Location identification records
================================
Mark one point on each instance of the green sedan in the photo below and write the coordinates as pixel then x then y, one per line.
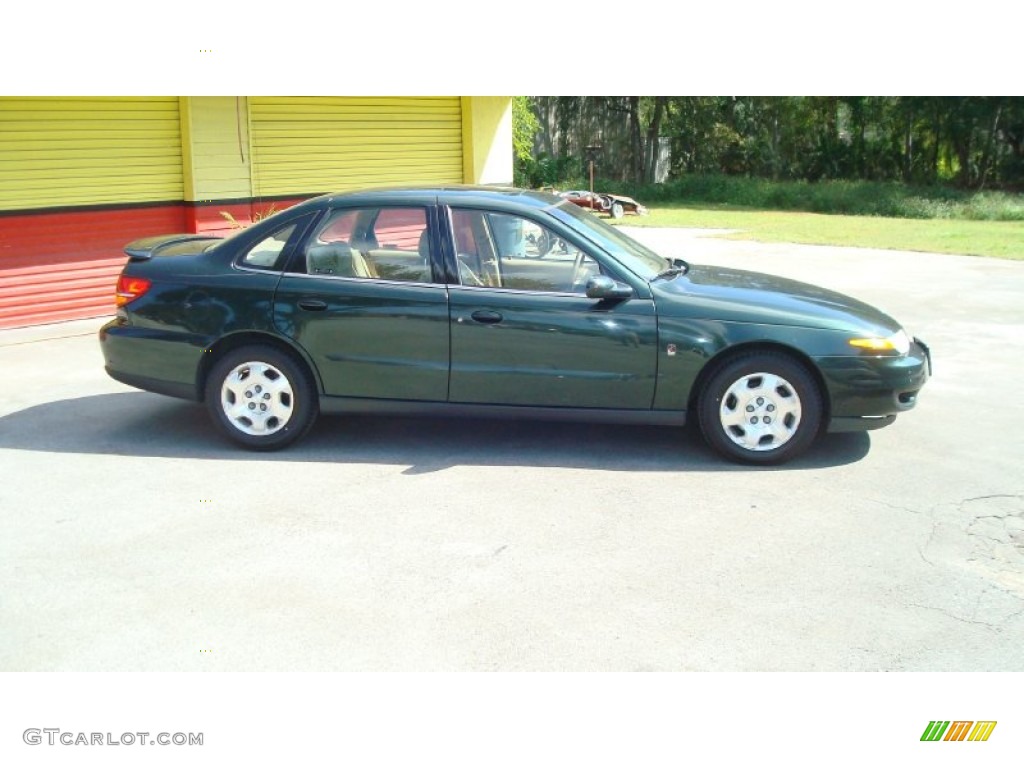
pixel 483 301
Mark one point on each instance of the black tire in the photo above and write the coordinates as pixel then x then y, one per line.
pixel 274 394
pixel 761 408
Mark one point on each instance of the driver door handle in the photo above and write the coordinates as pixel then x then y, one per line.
pixel 487 316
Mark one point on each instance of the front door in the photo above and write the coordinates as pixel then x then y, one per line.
pixel 360 298
pixel 524 333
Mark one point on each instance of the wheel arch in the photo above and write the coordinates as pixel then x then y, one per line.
pixel 730 353
pixel 248 338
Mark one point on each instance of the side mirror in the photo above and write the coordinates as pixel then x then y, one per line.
pixel 602 287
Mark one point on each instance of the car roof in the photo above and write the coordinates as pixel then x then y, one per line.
pixel 450 195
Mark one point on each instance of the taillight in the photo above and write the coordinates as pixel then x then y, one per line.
pixel 130 289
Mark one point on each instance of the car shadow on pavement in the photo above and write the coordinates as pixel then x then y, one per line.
pixel 140 424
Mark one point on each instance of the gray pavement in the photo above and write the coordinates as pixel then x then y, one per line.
pixel 134 539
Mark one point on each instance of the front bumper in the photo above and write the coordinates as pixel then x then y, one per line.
pixel 868 391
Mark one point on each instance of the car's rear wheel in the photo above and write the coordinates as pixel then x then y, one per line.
pixel 761 408
pixel 261 398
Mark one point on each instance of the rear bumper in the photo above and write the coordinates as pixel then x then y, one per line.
pixel 150 359
pixel 867 392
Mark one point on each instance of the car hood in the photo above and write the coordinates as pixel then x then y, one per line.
pixel 739 296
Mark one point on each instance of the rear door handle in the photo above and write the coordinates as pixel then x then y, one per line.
pixel 486 315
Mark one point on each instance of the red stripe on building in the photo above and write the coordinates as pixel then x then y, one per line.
pixel 64 265
pixel 56 266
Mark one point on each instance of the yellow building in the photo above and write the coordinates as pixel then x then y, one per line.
pixel 82 176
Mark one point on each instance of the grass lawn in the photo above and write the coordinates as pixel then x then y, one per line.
pixel 999 239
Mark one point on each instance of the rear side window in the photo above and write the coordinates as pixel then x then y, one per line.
pixel 270 252
pixel 266 253
pixel 388 244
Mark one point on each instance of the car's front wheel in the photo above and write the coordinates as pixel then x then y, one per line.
pixel 761 408
pixel 260 397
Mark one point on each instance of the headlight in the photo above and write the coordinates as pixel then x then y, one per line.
pixel 899 342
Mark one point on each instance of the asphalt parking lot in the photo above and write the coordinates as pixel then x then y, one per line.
pixel 135 539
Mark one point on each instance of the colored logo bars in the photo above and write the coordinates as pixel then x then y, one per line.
pixel 958 730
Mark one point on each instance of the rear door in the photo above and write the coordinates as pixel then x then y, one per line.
pixel 361 296
pixel 524 333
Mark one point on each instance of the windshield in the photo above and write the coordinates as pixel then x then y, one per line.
pixel 636 257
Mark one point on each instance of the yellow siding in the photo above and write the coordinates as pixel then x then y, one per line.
pixel 87 151
pixel 314 144
pixel 216 152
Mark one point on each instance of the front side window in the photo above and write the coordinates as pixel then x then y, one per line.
pixel 371 243
pixel 499 250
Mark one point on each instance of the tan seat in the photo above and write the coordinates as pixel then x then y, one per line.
pixel 338 259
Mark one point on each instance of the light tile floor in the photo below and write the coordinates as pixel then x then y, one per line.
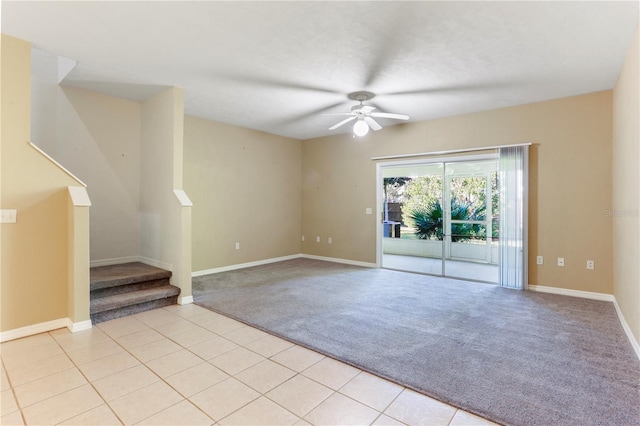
pixel 185 365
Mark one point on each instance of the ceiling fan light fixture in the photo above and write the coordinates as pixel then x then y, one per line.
pixel 361 128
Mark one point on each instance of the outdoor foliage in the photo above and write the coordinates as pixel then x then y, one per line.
pixel 428 221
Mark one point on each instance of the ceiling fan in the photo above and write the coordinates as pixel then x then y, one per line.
pixel 364 115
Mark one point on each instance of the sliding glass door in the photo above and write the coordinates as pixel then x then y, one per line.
pixel 440 218
pixel 413 225
pixel 471 229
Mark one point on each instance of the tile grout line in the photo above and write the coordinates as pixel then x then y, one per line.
pixel 13 391
pixel 185 398
pixel 77 367
pixel 334 391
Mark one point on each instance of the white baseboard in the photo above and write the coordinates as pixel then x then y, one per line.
pixel 597 296
pixel 44 327
pixel 627 329
pixel 280 259
pixel 185 300
pixel 337 260
pixel 78 326
pixel 129 259
pixel 156 263
pixel 114 261
pixel 574 293
pixel 243 265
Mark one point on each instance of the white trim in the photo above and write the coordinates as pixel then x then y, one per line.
pixel 627 329
pixel 79 196
pixel 575 293
pixel 129 259
pixel 48 157
pixel 115 261
pixel 243 265
pixel 183 198
pixel 44 327
pixel 78 326
pixel 156 263
pixel 338 260
pixel 447 152
pixel 185 300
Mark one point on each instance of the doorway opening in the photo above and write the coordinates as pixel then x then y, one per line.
pixel 441 217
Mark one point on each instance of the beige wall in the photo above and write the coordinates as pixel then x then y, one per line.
pixel 34 250
pixel 626 187
pixel 165 224
pixel 98 139
pixel 245 187
pixel 570 183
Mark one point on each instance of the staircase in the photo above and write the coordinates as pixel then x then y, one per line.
pixel 129 288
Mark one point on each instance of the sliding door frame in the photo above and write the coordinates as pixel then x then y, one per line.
pixel 380 166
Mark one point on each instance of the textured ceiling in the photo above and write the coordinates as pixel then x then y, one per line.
pixel 276 66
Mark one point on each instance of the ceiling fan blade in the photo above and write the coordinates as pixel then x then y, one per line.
pixel 372 123
pixel 389 115
pixel 345 121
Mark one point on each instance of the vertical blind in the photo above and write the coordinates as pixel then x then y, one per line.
pixel 513 183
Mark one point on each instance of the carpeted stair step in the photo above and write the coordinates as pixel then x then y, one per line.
pixel 124 274
pixel 127 289
pixel 132 302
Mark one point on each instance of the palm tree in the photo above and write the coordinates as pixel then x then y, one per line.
pixel 429 221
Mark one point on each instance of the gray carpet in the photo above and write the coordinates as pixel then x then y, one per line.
pixel 517 358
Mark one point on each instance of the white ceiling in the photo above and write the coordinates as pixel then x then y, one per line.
pixel 275 66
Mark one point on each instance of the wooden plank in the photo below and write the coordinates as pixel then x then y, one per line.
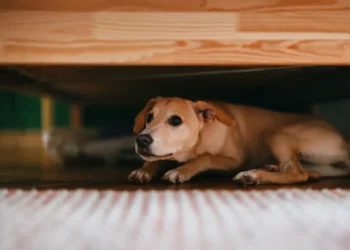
pixel 171 5
pixel 195 33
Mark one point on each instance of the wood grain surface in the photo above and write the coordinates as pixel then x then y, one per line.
pixel 165 32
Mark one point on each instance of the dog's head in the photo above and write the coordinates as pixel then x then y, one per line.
pixel 167 126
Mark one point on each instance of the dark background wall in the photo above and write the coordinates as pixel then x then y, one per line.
pixel 21 112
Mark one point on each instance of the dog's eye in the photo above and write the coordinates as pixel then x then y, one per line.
pixel 175 120
pixel 149 118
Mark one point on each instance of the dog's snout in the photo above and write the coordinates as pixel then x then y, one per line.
pixel 143 141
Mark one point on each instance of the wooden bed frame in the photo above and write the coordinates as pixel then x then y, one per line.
pixel 182 32
pixel 92 51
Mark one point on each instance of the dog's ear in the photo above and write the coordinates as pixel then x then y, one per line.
pixel 141 117
pixel 209 112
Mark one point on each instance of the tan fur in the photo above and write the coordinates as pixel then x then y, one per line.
pixel 221 136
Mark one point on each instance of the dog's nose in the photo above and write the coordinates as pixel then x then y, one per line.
pixel 143 141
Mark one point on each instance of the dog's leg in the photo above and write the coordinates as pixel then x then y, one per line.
pixel 150 170
pixel 319 146
pixel 198 165
pixel 284 148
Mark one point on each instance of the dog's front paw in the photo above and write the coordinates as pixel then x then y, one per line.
pixel 175 176
pixel 271 168
pixel 140 176
pixel 247 178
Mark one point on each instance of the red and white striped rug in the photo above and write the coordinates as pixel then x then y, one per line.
pixel 174 220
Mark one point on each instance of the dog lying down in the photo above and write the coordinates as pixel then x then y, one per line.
pixel 265 147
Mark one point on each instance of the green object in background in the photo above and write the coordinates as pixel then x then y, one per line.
pixel 19 112
pixel 22 112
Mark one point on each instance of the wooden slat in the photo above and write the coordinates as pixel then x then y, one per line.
pixel 164 32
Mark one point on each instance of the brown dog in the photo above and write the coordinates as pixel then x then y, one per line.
pixel 220 136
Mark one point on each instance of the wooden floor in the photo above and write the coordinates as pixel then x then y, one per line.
pixel 30 169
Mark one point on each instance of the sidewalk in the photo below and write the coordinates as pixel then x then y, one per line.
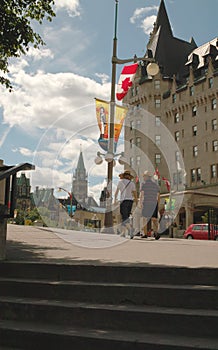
pixel 27 243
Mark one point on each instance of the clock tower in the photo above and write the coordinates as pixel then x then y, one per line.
pixel 80 181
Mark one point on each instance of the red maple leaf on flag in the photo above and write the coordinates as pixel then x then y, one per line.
pixel 126 84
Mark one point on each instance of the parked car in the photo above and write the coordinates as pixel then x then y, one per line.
pixel 200 231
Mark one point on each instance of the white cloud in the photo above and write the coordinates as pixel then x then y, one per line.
pixel 44 99
pixel 71 5
pixel 140 12
pixel 147 24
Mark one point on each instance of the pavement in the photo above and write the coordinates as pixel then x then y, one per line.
pixel 40 244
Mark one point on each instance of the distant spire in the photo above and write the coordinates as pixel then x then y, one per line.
pixel 162 19
pixel 80 164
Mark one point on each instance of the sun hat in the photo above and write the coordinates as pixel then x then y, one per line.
pixel 147 173
pixel 126 173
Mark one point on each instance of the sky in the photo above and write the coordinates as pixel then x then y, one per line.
pixel 50 115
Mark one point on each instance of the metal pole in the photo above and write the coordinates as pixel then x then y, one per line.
pixel 108 220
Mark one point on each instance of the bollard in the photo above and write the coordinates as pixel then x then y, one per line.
pixel 3 221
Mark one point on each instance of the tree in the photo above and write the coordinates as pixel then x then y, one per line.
pixel 16 29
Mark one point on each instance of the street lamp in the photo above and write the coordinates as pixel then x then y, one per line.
pixel 152 69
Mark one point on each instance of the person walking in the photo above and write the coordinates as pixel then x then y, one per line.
pixel 149 202
pixel 127 190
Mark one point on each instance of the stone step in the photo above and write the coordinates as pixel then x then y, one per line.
pixel 177 321
pixel 110 273
pixel 80 306
pixel 185 296
pixel 32 336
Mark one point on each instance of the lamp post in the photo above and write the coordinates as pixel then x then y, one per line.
pixel 152 69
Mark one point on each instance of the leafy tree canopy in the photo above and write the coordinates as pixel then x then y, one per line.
pixel 16 31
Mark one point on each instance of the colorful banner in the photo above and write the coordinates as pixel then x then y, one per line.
pixel 102 115
pixel 120 115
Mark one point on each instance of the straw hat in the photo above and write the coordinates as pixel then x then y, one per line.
pixel 125 174
pixel 147 173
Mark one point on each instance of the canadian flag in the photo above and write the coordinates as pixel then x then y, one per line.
pixel 156 173
pixel 125 81
pixel 167 183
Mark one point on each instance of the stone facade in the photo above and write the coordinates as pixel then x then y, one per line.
pixel 172 123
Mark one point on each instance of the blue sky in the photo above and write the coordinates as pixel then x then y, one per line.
pixel 50 115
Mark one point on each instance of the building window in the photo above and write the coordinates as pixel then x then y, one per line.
pixel 210 83
pixel 131 161
pixel 214 124
pixel 174 98
pixel 213 104
pixel 194 130
pixel 177 156
pixel 193 175
pixel 138 142
pixel 206 146
pixel 157 140
pixel 157 103
pixel 176 117
pixel 157 158
pixel 138 124
pixel 157 121
pixel 213 171
pixel 177 136
pixel 198 174
pixel 195 151
pixel 215 145
pixel 191 91
pixel 131 125
pixel 157 84
pixel 194 111
pixel 131 142
pixel 138 160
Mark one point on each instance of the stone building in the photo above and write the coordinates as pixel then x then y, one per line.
pixel 23 194
pixel 172 124
pixel 80 185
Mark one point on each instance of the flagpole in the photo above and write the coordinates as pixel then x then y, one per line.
pixel 152 70
pixel 108 221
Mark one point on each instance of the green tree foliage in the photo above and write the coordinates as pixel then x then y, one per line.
pixel 16 29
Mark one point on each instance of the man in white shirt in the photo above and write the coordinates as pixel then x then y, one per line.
pixel 128 194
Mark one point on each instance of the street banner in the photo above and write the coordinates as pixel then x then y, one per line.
pixel 120 115
pixel 125 80
pixel 102 115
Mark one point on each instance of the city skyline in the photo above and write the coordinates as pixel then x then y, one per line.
pixel 51 113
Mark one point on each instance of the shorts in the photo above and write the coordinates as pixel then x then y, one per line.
pixel 125 209
pixel 150 210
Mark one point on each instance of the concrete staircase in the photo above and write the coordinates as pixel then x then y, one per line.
pixel 87 307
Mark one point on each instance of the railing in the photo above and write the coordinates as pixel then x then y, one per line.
pixel 8 187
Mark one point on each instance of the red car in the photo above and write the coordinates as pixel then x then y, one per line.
pixel 200 231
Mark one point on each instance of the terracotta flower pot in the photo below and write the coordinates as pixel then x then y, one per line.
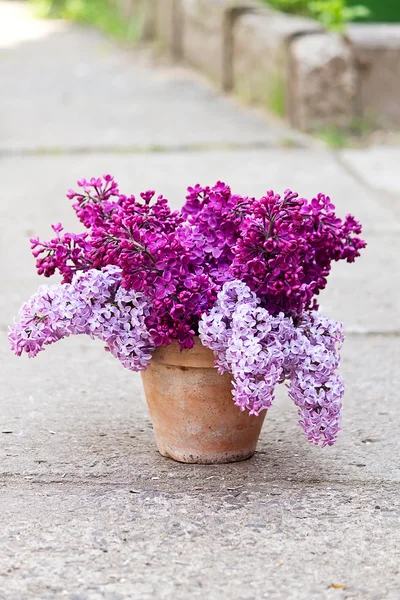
pixel 191 406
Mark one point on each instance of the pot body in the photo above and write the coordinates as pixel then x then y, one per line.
pixel 192 410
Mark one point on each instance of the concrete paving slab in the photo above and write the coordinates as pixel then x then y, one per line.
pixel 98 95
pixel 96 542
pixel 361 295
pixel 88 509
pixel 74 412
pixel 377 166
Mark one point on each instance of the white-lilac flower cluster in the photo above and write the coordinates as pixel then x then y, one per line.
pixel 261 350
pixel 95 304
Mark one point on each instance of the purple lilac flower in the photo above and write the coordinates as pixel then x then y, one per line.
pixel 262 350
pixel 214 216
pixel 315 387
pixel 286 247
pixel 141 275
pixel 95 304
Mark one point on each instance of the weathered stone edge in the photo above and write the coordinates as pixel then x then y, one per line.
pixel 320 73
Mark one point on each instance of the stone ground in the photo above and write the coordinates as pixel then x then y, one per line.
pixel 88 509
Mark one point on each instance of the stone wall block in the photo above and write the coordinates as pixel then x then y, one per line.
pixel 322 82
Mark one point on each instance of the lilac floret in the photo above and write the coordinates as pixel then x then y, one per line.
pixel 93 304
pixel 261 350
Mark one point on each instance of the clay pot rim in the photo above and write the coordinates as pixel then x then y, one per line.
pixel 198 357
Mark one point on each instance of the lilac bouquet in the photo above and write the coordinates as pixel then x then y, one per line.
pixel 241 273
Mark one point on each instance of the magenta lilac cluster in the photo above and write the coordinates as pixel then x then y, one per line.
pixel 242 272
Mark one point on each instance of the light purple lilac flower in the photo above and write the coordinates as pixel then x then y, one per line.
pixel 95 304
pixel 262 350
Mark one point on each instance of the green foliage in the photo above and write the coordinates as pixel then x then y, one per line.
pixel 333 137
pixel 99 13
pixel 276 99
pixel 334 14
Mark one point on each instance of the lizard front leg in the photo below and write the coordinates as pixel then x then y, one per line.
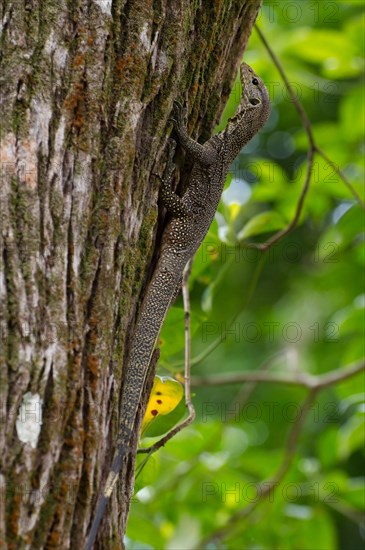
pixel 205 154
pixel 170 200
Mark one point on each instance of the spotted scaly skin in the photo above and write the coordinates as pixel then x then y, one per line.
pixel 191 218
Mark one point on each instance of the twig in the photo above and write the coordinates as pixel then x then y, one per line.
pixel 188 402
pixel 266 487
pixel 341 175
pixel 299 379
pixel 313 148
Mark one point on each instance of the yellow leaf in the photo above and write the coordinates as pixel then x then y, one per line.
pixel 166 394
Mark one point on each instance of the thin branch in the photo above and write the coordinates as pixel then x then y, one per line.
pixel 266 487
pixel 188 402
pixel 199 358
pixel 341 175
pixel 297 104
pixel 299 379
pixel 313 148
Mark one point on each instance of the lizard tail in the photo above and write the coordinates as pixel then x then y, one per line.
pixel 104 498
pixel 154 309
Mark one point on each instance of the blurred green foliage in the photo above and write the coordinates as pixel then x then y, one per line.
pixel 297 308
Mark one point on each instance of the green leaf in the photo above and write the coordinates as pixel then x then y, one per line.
pixel 262 223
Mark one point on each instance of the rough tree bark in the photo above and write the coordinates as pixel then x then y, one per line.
pixel 87 89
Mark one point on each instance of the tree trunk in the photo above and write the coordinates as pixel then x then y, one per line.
pixel 87 89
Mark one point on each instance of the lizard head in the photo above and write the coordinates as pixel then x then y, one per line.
pixel 254 92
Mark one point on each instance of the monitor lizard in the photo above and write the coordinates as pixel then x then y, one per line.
pixel 192 215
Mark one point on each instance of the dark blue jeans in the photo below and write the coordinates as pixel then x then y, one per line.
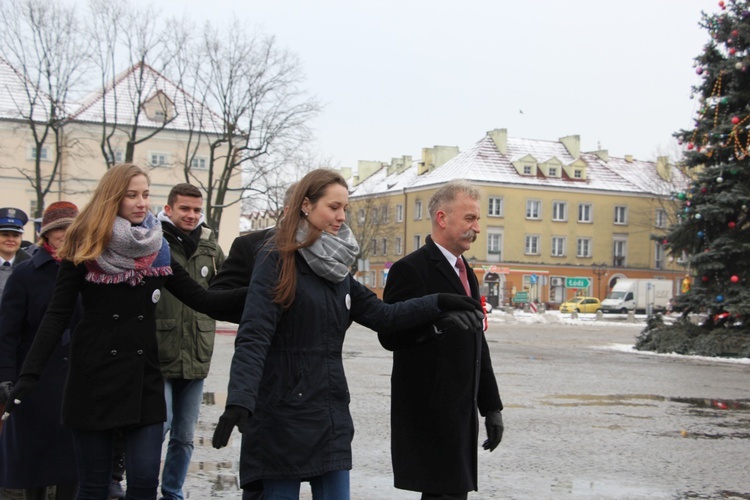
================================
Recast the lines of the records above as a Markdown table with the columns Row and Line, starting at the line containing "Mark one point on each instance of the carpeted" and ending at the line containing "pixel 275 66". Number each line in Row, put its text in Line, and leave out blank lines.

# OUTPUT FOR THIS EXERCISE
| Row | Line |
|---|---|
| 1 | Mark one point on each instance of the carpeted stair step in the photo above and write the coordinates as pixel then x then y, one per line. |
| 2 | pixel 124 274 |
| 3 | pixel 127 289 |
| 4 | pixel 132 302 |
| 5 | Mark one point on each instance of the palm tree in the photo above and write the coordinates as pixel then x then y, one per line. |
| 6 | pixel 429 221 |
| 7 | Mark one point on each instance of the gray carpet in the photo above and write the coordinates as pixel then x then y, one per line. |
| 8 | pixel 517 358 |
| 9 | Mark one point on each instance of the white ceiling in the photo above and write the coordinates as pixel then x then y, one per line. |
| 10 | pixel 275 66 |